### Directions for this task:
Each line below must be transcribed exactly, and no picture may appear in the transcription.

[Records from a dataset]
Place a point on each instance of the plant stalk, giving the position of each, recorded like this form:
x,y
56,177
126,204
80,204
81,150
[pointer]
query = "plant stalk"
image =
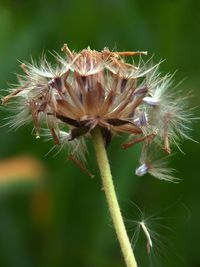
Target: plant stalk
x,y
111,197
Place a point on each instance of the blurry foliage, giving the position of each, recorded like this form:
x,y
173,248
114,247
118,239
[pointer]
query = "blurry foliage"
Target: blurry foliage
x,y
63,219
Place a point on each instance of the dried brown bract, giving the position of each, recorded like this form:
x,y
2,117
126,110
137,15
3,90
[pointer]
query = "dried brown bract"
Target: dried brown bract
x,y
92,89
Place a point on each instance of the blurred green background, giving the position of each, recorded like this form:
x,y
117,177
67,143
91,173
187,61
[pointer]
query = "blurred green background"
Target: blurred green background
x,y
54,215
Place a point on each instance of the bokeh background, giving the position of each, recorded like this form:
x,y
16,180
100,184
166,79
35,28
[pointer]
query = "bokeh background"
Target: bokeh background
x,y
52,214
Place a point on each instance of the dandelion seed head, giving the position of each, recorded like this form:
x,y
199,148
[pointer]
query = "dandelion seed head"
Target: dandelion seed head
x,y
87,89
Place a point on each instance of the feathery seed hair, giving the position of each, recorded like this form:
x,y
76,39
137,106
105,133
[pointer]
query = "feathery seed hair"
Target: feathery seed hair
x,y
92,89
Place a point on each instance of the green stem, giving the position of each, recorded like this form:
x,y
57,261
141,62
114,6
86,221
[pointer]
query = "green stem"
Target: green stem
x,y
111,197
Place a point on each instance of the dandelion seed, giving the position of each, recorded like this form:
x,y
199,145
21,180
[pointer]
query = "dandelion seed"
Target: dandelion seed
x,y
148,237
90,89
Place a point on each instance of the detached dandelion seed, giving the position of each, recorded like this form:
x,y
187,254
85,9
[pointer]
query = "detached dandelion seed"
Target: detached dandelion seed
x,y
148,237
92,94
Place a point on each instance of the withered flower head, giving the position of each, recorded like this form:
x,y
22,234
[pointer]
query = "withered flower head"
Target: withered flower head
x,y
92,89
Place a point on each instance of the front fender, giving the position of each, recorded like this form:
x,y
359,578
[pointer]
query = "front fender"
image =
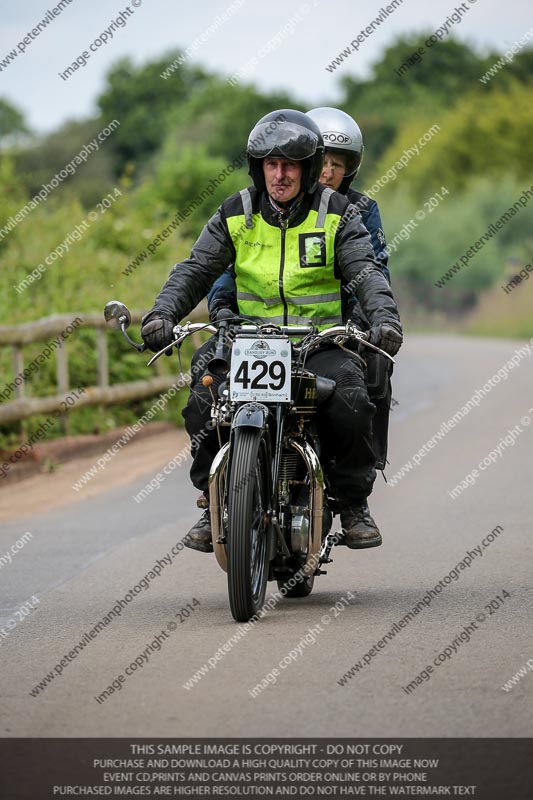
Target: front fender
x,y
251,415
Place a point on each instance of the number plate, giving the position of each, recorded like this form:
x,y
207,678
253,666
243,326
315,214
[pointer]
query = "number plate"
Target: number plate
x,y
261,370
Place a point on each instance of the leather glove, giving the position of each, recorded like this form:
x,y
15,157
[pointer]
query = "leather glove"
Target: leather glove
x,y
156,332
217,305
386,336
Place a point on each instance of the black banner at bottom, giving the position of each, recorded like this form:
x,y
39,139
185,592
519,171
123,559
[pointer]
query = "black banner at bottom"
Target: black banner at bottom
x,y
485,769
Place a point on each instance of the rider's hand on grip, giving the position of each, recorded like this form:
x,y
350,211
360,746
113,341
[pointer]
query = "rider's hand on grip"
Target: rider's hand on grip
x,y
386,336
157,333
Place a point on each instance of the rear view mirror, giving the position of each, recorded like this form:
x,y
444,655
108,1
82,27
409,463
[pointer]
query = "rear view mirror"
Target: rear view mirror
x,y
117,315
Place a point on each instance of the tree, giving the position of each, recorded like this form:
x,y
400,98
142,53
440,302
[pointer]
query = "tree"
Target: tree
x,y
11,121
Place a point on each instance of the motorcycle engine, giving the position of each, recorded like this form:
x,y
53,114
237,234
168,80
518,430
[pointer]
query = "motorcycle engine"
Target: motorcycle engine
x,y
299,529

### Answer for the task:
Place a point on each instance of the plant stalk, giving the position of each, recorded like this form:
x,y
56,177
126,204
80,204
81,150
[pointer]
query = "plant stalk"
image =
Target: plant stalk
x,y
111,197
Place a point on each instance of the blurry foliage, giving the position of each, recorded like this form:
x,y
173,248
114,247
118,239
[pointer]
query = "blurry foliage"
Target: blurry foliage
x,y
63,219
Place a point on each instance of the dried brown bract, giving the position of each, recorded like this form:
x,y
2,117
126,110
137,15
3,90
[pointer]
query = "dried brown bract"
Target: dried brown bract
x,y
92,89
Place a point on each instance of the blurred green background, giving the position of each, recorded like this form:
x,y
117,177
67,143
91,173
187,61
[pointer]
query = "blurred green background"
Target: blurred green background
x,y
54,215
Place a point on each instance of the bokeh background, giving the position of each, recorded like this form:
x,y
16,180
100,184
166,79
35,28
[pointer]
query = "bokeh background"
Target: bokeh background
x,y
52,214
Place a point on each instance of the dandelion seed head, giving the position of each, recorded like this form:
x,y
199,148
[pointer]
query = "dandelion seed head"
Target: dandelion seed head
x,y
87,89
Place a point on each instance of the feathery seed hair, giving the position of each, recorded like this form:
x,y
76,39
137,106
105,133
[pointer]
query = "feathery seed hair"
Target: feathery seed hair
x,y
92,89
Place a point on each instance of the green stem, giving the position of each, recorded like this form:
x,y
57,261
141,62
114,6
86,221
[pointer]
query = "green stem"
Target: green stem
x,y
111,197
Place a point on each instance of the dandelion seed, giving the position of each, recorded like this form:
x,y
199,145
21,180
[pointer]
query = "dandelion seed"
Target: dandelion seed
x,y
148,237
90,89
Place a point on each instance of the detached dandelion seed, giving the position of each, recorded like this form:
x,y
187,254
85,9
[pointer]
query = "detached dandelion seed"
Target: detached dandelion seed
x,y
148,237
92,94
Place a point on each instance of the withered flower head, giving the position of each, recorded like this form:
x,y
22,234
[pointer]
query = "withered flower head"
Target: withered flower head
x,y
92,89
Place a point on each instance of the front fender, giving the position of each, recorded like this form:
x,y
359,578
[pointer]
query = "front fender"
image =
Target: front fender
x,y
251,415
Place a point on each instance of the number plate, giving the position of each, recorded like this form:
x,y
207,678
253,666
243,326
315,214
[pointer]
query = "number plate"
Target: number plate
x,y
261,370
Place a point on each instance of the leather glove, giving the position of each, recorded like this form:
x,y
15,157
[pointer]
query = "leather glove"
Target: leather glove
x,y
156,332
217,305
386,336
Place a point on each instance of the black banner at bottom, giving the position of each, recorded like this form:
x,y
39,139
185,592
519,171
123,559
[pointer]
query = "black banner at bottom"
Target: black banner at bottom
x,y
485,769
Place a point on each instance of the rider's hand on grip, giving the position of each, recorded like this form:
x,y
350,211
360,746
113,341
[pointer]
query = "rider's hand on grip"
Target: rider's hand on grip
x,y
386,336
157,333
Place a point on each instance of the rear view mirror, giving the position of each, recorded like this form:
x,y
444,655
108,1
82,27
409,463
[pointer]
query = "rear view mirror"
Target: rear view mirror
x,y
117,315
Place a point on each instance of the tree, giving the position of each, recorded like this form:
x,y
400,98
142,53
440,302
[pointer]
query = "tree"
Target: tree
x,y
11,121
Place a point on each instance of the motorcycle engine, giving the position of each, recorded like this form:
x,y
53,114
237,234
168,80
518,430
[pointer]
query = "motorcycle engine"
Target: motorcycle engine
x,y
299,529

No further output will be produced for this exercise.